Leaving every image behind, reproduce the records word for word.
---- RECORDS TO PROCESS
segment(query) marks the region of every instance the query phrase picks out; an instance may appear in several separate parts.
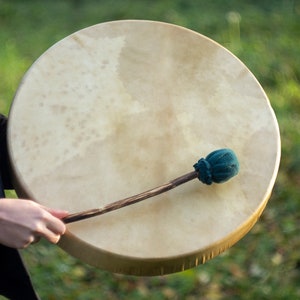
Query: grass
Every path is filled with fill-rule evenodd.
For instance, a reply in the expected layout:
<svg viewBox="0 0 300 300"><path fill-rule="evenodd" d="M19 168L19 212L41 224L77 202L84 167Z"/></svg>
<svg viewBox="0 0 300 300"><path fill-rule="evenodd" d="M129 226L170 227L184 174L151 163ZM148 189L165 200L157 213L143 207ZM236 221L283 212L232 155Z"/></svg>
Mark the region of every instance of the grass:
<svg viewBox="0 0 300 300"><path fill-rule="evenodd" d="M27 68L83 27L117 19L175 23L236 54L266 90L278 118L281 166L251 232L205 265L153 278L87 266L42 241L22 251L42 299L297 299L300 297L300 2L0 0L0 111Z"/></svg>

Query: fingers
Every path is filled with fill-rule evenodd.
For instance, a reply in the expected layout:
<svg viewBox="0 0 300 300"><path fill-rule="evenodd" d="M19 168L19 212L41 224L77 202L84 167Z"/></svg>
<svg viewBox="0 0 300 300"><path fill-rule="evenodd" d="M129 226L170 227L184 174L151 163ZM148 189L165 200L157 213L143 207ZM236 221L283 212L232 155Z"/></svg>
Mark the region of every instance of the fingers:
<svg viewBox="0 0 300 300"><path fill-rule="evenodd" d="M60 237L66 231L66 225L57 217L47 212L47 218L45 219L44 226L39 232L39 235L47 239L50 243L57 244ZM62 214L65 216L65 214Z"/></svg>
<svg viewBox="0 0 300 300"><path fill-rule="evenodd" d="M51 215L53 215L54 217L58 218L58 219L62 219L64 217L66 217L69 212L66 210L60 210L60 209L53 209L53 208L49 208L49 207L45 207L42 206L46 211L48 211Z"/></svg>
<svg viewBox="0 0 300 300"><path fill-rule="evenodd" d="M39 229L34 233L28 235L27 239L24 240L21 244L16 244L15 248L24 249L30 245L37 244L41 238L45 238L52 244L57 244L61 238L62 234L54 233L53 231L49 230L48 228Z"/></svg>
<svg viewBox="0 0 300 300"><path fill-rule="evenodd" d="M49 209L31 200L1 199L0 244L22 249L41 237L57 243L66 231L61 220L66 215L66 211Z"/></svg>
<svg viewBox="0 0 300 300"><path fill-rule="evenodd" d="M46 224L44 238L50 243L57 244L60 237L66 231L66 225L60 219L66 217L69 213L65 210L52 209L43 207L47 212L50 213L49 220Z"/></svg>
<svg viewBox="0 0 300 300"><path fill-rule="evenodd" d="M41 234L41 236L43 238L45 238L46 240L48 240L50 243L57 244L59 242L62 234L56 234L53 231L51 231L51 230L49 230L49 229L46 228L43 231L43 233ZM38 242L39 239L40 239L40 237L37 237L34 242Z"/></svg>
<svg viewBox="0 0 300 300"><path fill-rule="evenodd" d="M39 241L41 240L41 237L40 236L37 236L33 239L33 241L30 243L30 244L36 244L38 243Z"/></svg>
<svg viewBox="0 0 300 300"><path fill-rule="evenodd" d="M57 244L66 231L66 225L60 219L68 215L68 212L51 209L39 204L38 206L41 210L41 215L36 220L36 225L33 229L34 237L31 244L37 243L41 237L45 238L50 243Z"/></svg>
<svg viewBox="0 0 300 300"><path fill-rule="evenodd" d="M57 244L61 238L61 236L64 234L65 229L60 229L58 230L56 227L53 229L53 224L49 223L48 226L51 228L49 229L48 227L43 227L37 229L30 238L28 239L27 245L25 247L29 246L30 244L36 244L40 241L41 238L45 238L52 244Z"/></svg>

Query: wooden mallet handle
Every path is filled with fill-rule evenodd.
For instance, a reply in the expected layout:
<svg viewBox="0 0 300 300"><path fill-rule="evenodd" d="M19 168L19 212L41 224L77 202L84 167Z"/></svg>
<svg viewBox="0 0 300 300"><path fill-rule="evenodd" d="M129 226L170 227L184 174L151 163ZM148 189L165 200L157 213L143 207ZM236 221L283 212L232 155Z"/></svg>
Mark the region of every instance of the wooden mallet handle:
<svg viewBox="0 0 300 300"><path fill-rule="evenodd" d="M186 175L183 175L181 177L178 177L178 178L176 178L166 184L163 184L159 187L156 187L154 189L151 189L151 190L145 191L143 193L107 204L102 208L95 208L95 209L82 211L79 213L70 214L67 217L65 217L63 219L63 221L65 223L71 223L71 222L76 222L76 221L84 220L87 218L99 216L99 215L108 213L110 211L113 211L113 210L116 210L116 209L119 209L119 208L122 208L122 207L125 207L128 205L135 204L135 203L145 200L147 198L157 196L157 195L167 192L171 189L174 189L175 187L177 187L189 180L197 178L197 177L198 177L198 173L196 171L194 171L194 172L188 173Z"/></svg>
<svg viewBox="0 0 300 300"><path fill-rule="evenodd" d="M63 221L65 223L72 223L99 216L157 196L195 178L198 178L200 181L208 185L213 182L223 183L238 173L239 163L232 150L220 149L213 151L206 158L201 158L196 164L194 164L194 168L195 171L182 175L156 188L107 204L102 208L94 208L70 214L63 218Z"/></svg>

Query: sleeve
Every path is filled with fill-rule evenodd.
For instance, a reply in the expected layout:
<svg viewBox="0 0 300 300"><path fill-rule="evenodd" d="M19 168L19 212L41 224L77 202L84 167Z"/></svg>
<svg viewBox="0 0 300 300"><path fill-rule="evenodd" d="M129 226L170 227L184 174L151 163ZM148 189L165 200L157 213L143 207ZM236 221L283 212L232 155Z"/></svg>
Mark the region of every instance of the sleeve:
<svg viewBox="0 0 300 300"><path fill-rule="evenodd" d="M0 114L0 175L3 182L4 189L13 189L10 177L10 162L7 150L7 118Z"/></svg>

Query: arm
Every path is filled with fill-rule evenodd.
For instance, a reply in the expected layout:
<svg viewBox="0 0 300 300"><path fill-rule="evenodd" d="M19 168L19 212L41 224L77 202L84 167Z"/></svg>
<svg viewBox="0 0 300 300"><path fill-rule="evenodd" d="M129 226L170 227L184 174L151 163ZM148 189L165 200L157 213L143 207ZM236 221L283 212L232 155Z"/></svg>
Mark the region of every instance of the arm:
<svg viewBox="0 0 300 300"><path fill-rule="evenodd" d="M6 144L7 119L0 115L0 244L25 248L44 237L57 243L66 227L60 220L66 211L50 209L30 200L4 198L3 189L12 188Z"/></svg>

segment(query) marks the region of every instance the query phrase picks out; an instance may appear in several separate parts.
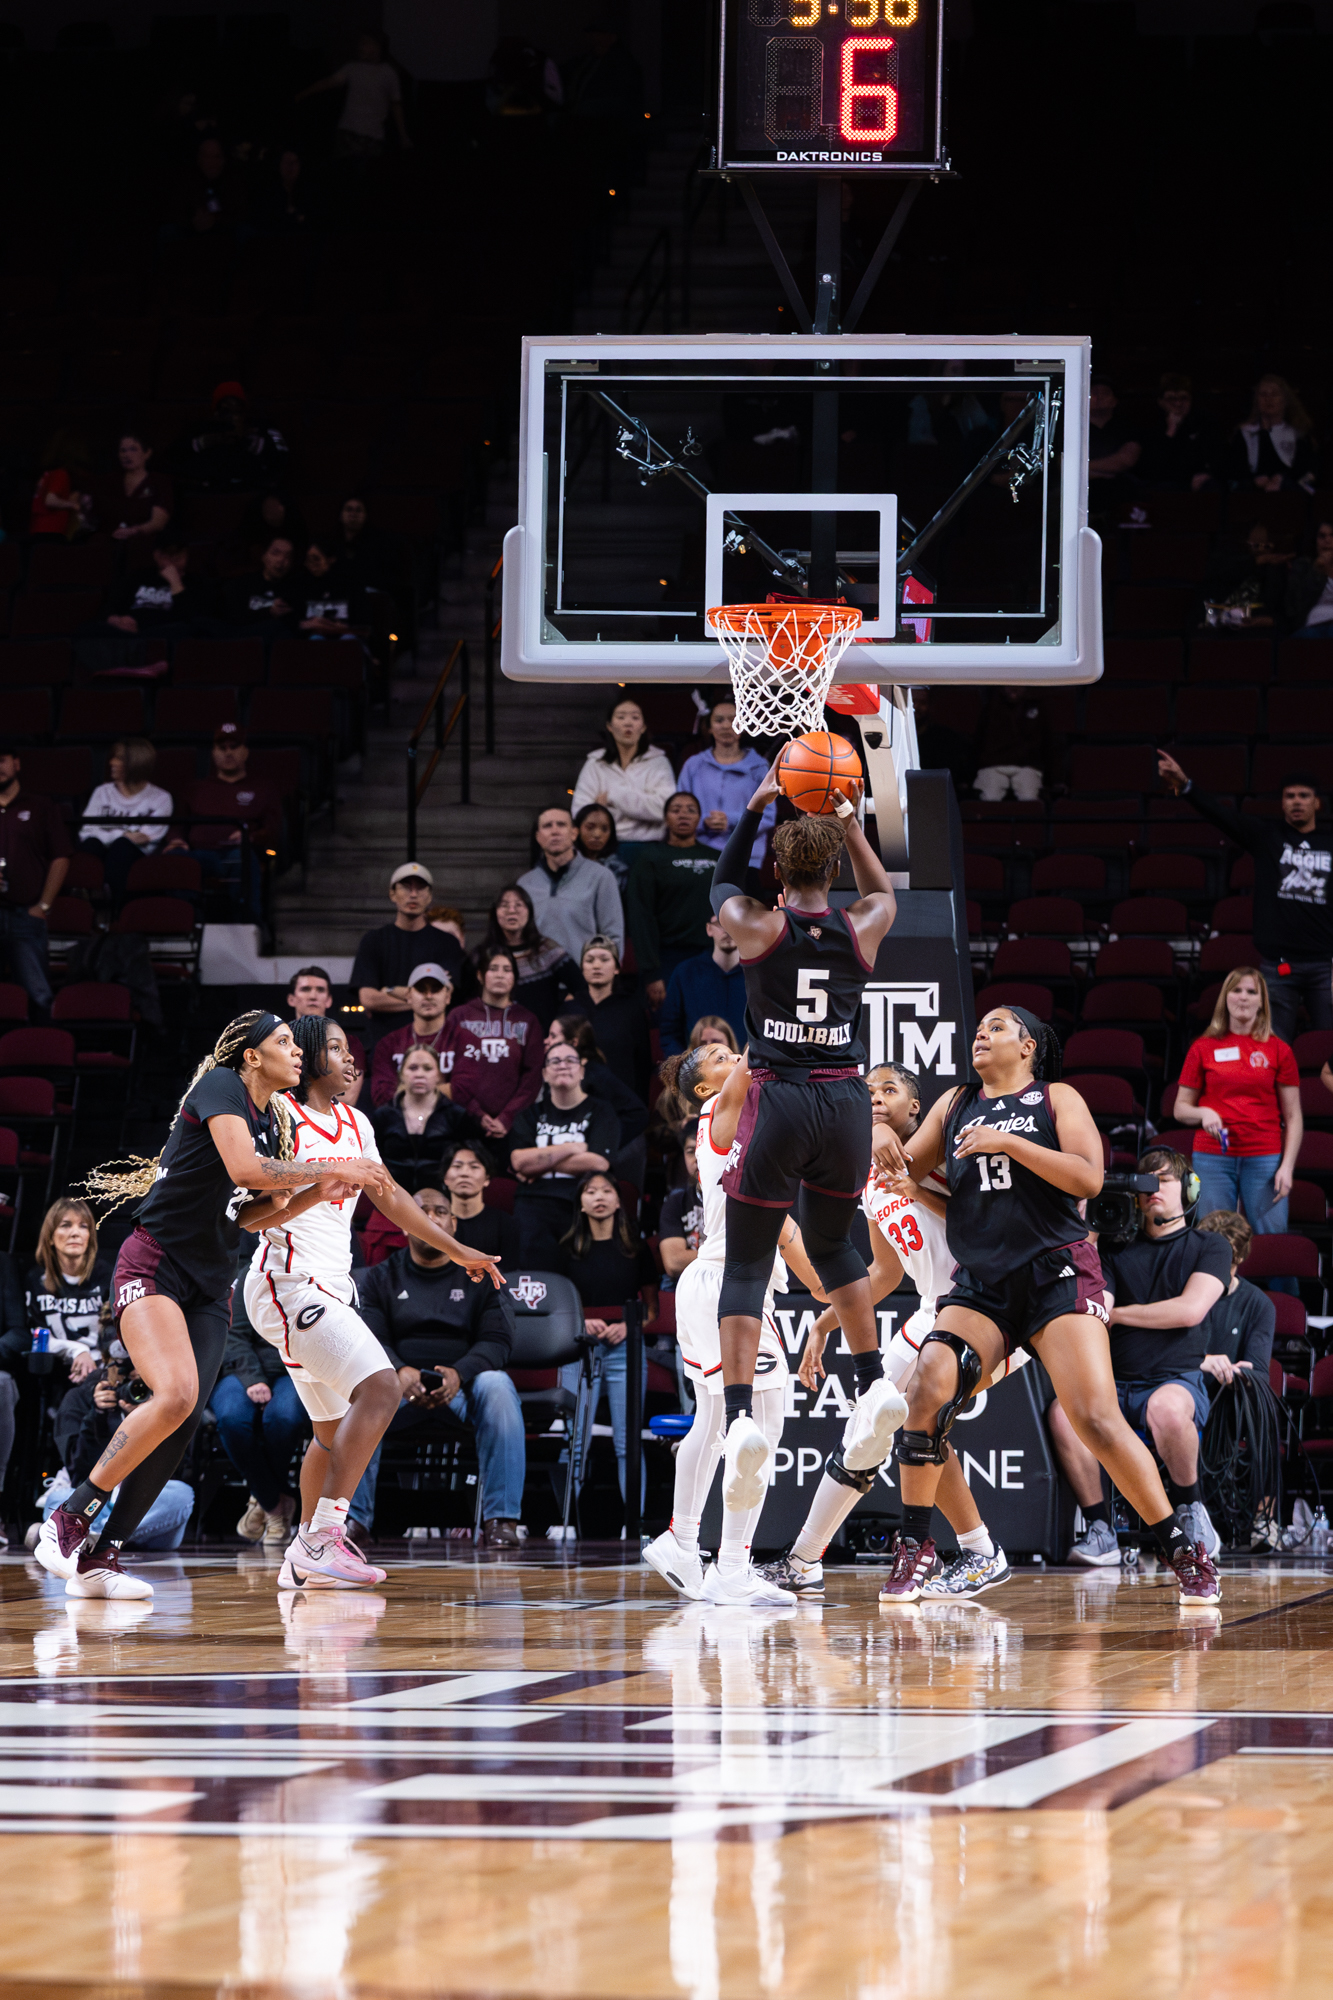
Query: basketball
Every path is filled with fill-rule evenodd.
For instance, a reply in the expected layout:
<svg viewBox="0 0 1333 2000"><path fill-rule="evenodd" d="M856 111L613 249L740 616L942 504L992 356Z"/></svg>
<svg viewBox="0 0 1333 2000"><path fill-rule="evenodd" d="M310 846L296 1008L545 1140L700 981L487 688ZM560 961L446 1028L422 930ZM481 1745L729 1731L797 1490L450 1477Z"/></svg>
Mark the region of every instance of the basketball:
<svg viewBox="0 0 1333 2000"><path fill-rule="evenodd" d="M778 759L778 783L798 812L836 812L838 786L861 777L861 759L846 737L826 729L796 737Z"/></svg>

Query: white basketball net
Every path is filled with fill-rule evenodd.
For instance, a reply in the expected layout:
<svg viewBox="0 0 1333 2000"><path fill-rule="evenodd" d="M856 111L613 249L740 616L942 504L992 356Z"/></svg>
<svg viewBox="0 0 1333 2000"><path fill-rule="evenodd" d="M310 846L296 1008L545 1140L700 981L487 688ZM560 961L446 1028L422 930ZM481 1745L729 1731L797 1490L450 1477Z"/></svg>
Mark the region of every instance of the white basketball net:
<svg viewBox="0 0 1333 2000"><path fill-rule="evenodd" d="M731 665L740 736L821 729L861 614L850 604L723 604L708 614Z"/></svg>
--------
# [RESPONSE TO THE TASK]
segment(query) marks the region of every instance the query phrase picks out; an instance may appear in several separate parts.
Query: grass
Every path is filled with fill-rule evenodd.
For instance, a reply in the expected layout:
<svg viewBox="0 0 300 300"><path fill-rule="evenodd" d="M19 168L19 212L41 224L77 202L84 167Z"/></svg>
<svg viewBox="0 0 300 300"><path fill-rule="evenodd" d="M129 226L170 227L184 174L151 163ZM148 189L165 200L157 213L143 207ZM236 221L283 212L232 155Z"/></svg>
Mark the region of every instance of the grass:
<svg viewBox="0 0 300 300"><path fill-rule="evenodd" d="M27 68L83 27L117 19L175 23L236 54L266 90L278 118L281 166L251 232L205 265L153 278L87 266L42 241L22 251L42 299L297 299L300 297L300 2L0 0L0 111Z"/></svg>

Query: fingers
Every path is filled with fill-rule evenodd.
For instance, a reply in the expected layout:
<svg viewBox="0 0 300 300"><path fill-rule="evenodd" d="M19 168L19 212L41 224L77 202L84 167Z"/></svg>
<svg viewBox="0 0 300 300"><path fill-rule="evenodd" d="M129 226L170 227L184 174L151 163ZM148 189L165 200L157 213L143 207ZM236 221L283 212L232 155Z"/></svg>
Mark the region of every instance of the fingers:
<svg viewBox="0 0 300 300"><path fill-rule="evenodd" d="M60 237L66 231L66 225L57 217L47 212L47 218L45 219L44 226L39 232L39 235L47 239L50 243L57 244ZM62 214L65 216L65 214Z"/></svg>
<svg viewBox="0 0 300 300"><path fill-rule="evenodd" d="M51 215L53 215L54 217L58 218L58 219L62 219L64 217L66 217L69 212L66 210L60 210L60 209L53 209L53 208L49 208L49 207L45 207L42 206L46 211L48 211Z"/></svg>
<svg viewBox="0 0 300 300"><path fill-rule="evenodd" d="M39 229L34 233L28 235L27 239L24 240L21 244L16 244L15 248L24 249L30 245L37 244L41 238L45 238L52 244L57 244L61 238L62 234L54 233L53 231L49 230L48 228Z"/></svg>
<svg viewBox="0 0 300 300"><path fill-rule="evenodd" d="M49 209L31 200L1 199L0 244L22 249L41 237L57 243L66 231L61 220L66 215L66 211Z"/></svg>
<svg viewBox="0 0 300 300"><path fill-rule="evenodd" d="M46 224L44 238L50 243L57 244L60 237L66 231L66 225L60 219L66 217L69 213L65 210L52 209L43 207L47 212L50 213L49 220Z"/></svg>
<svg viewBox="0 0 300 300"><path fill-rule="evenodd" d="M41 234L41 236L43 238L45 238L46 240L48 240L50 243L57 244L59 242L62 234L56 234L53 231L51 231L51 230L49 230L49 229L46 228L43 231L43 233ZM38 242L39 239L40 239L40 237L37 237L34 242Z"/></svg>
<svg viewBox="0 0 300 300"><path fill-rule="evenodd" d="M39 241L41 240L41 237L40 236L37 236L33 239L33 241L30 243L30 244L36 244L38 243Z"/></svg>
<svg viewBox="0 0 300 300"><path fill-rule="evenodd" d="M57 244L66 231L66 225L60 219L68 215L68 212L51 209L39 204L38 206L41 210L41 215L36 220L36 225L33 229L34 237L31 244L37 243L41 237L45 238L50 243Z"/></svg>
<svg viewBox="0 0 300 300"><path fill-rule="evenodd" d="M57 244L61 238L61 236L64 234L65 229L60 229L58 230L56 227L53 229L53 224L49 223L48 226L51 228L49 229L48 227L43 227L37 229L30 238L28 239L27 245L25 247L29 246L30 244L36 244L40 241L41 238L45 238L52 244Z"/></svg>

Query: wooden mallet handle
Every path is filled with fill-rule evenodd.
For instance, a reply in the expected layout:
<svg viewBox="0 0 300 300"><path fill-rule="evenodd" d="M19 168L19 212L41 224L77 202L84 167Z"/></svg>
<svg viewBox="0 0 300 300"><path fill-rule="evenodd" d="M129 226L170 227L184 174L151 163ZM148 189L165 200L157 213L143 207ZM236 221L283 212L232 155Z"/></svg>
Mark the region of every instance of the wooden mallet handle:
<svg viewBox="0 0 300 300"><path fill-rule="evenodd" d="M186 175L183 175L181 177L178 177L178 178L176 178L166 184L163 184L159 187L156 187L154 189L151 189L151 190L145 191L143 193L107 204L102 208L95 208L95 209L82 211L79 213L70 214L67 217L65 217L63 219L63 221L65 223L71 223L71 222L76 222L76 221L84 220L87 218L99 216L99 215L108 213L110 211L113 211L113 210L116 210L116 209L119 209L119 208L122 208L122 207L125 207L128 205L135 204L135 203L145 200L147 198L157 196L157 195L167 192L171 189L174 189L175 187L177 187L189 180L197 178L197 177L198 177L198 173L196 171L194 171L194 172L188 173Z"/></svg>
<svg viewBox="0 0 300 300"><path fill-rule="evenodd" d="M63 221L65 223L72 223L99 216L157 196L195 178L198 178L200 181L208 185L213 182L223 183L238 173L239 163L232 150L220 149L213 151L206 158L201 158L196 164L194 164L194 168L195 171L182 175L156 188L107 204L102 208L94 208L70 214L63 218Z"/></svg>

Query: sleeve
Every path is filled with fill-rule evenodd.
For instance, a reply in the expected layout:
<svg viewBox="0 0 300 300"><path fill-rule="evenodd" d="M19 168L19 212L41 224L77 202L84 167Z"/></svg>
<svg viewBox="0 0 300 300"><path fill-rule="evenodd" d="M129 226L170 227L184 174L151 163ZM148 189L165 200L157 213L143 207ZM236 221L283 212L232 155Z"/></svg>
Mark the region of every instance of the sleeve:
<svg viewBox="0 0 300 300"><path fill-rule="evenodd" d="M0 114L0 175L3 182L4 189L13 189L10 177L10 162L7 150L7 118Z"/></svg>

Query: arm
Every path is filled with fill-rule evenodd.
For instance, a reply in the expected layout:
<svg viewBox="0 0 300 300"><path fill-rule="evenodd" d="M19 168L19 212L41 224L77 202L84 167Z"/></svg>
<svg viewBox="0 0 300 300"><path fill-rule="evenodd" d="M129 226L170 227L184 174L151 163ZM148 189L165 200L157 213L143 207ZM236 221L283 212L232 155Z"/></svg>
Mark the region of every instance of the arm:
<svg viewBox="0 0 300 300"><path fill-rule="evenodd" d="M6 144L7 119L0 115L0 244L25 248L44 237L57 243L66 227L60 220L66 211L50 209L30 200L4 198L3 189L12 188Z"/></svg>

segment(query) marks the region of every instance the query phrase picks out; an instance may appear in several separate parts.
Query: basketball
Every path is filled with fill-rule evenodd.
For instance, a reply in the expected layout:
<svg viewBox="0 0 1333 2000"><path fill-rule="evenodd" d="M856 111L613 249L740 616L942 504L992 356Z"/></svg>
<svg viewBox="0 0 1333 2000"><path fill-rule="evenodd" d="M310 846L296 1008L545 1140L700 981L487 688ZM560 961L446 1028L422 930ZM481 1745L729 1731L797 1490L450 1477Z"/></svg>
Mark the region of every instance of the basketball:
<svg viewBox="0 0 1333 2000"><path fill-rule="evenodd" d="M778 759L778 783L798 812L836 812L838 786L861 777L861 759L846 737L826 729L796 737Z"/></svg>

Query: white basketball net
Every path is filled with fill-rule evenodd.
For instance, a reply in the expected layout:
<svg viewBox="0 0 1333 2000"><path fill-rule="evenodd" d="M856 111L613 249L740 616L942 504L992 356Z"/></svg>
<svg viewBox="0 0 1333 2000"><path fill-rule="evenodd" d="M310 846L296 1008L545 1140L700 981L487 688ZM560 961L446 1028L422 930ZM481 1745L729 1731L797 1490L450 1477Z"/></svg>
Mark the region of every instance of the white basketball net:
<svg viewBox="0 0 1333 2000"><path fill-rule="evenodd" d="M731 665L740 736L821 729L861 614L850 604L723 604L708 614Z"/></svg>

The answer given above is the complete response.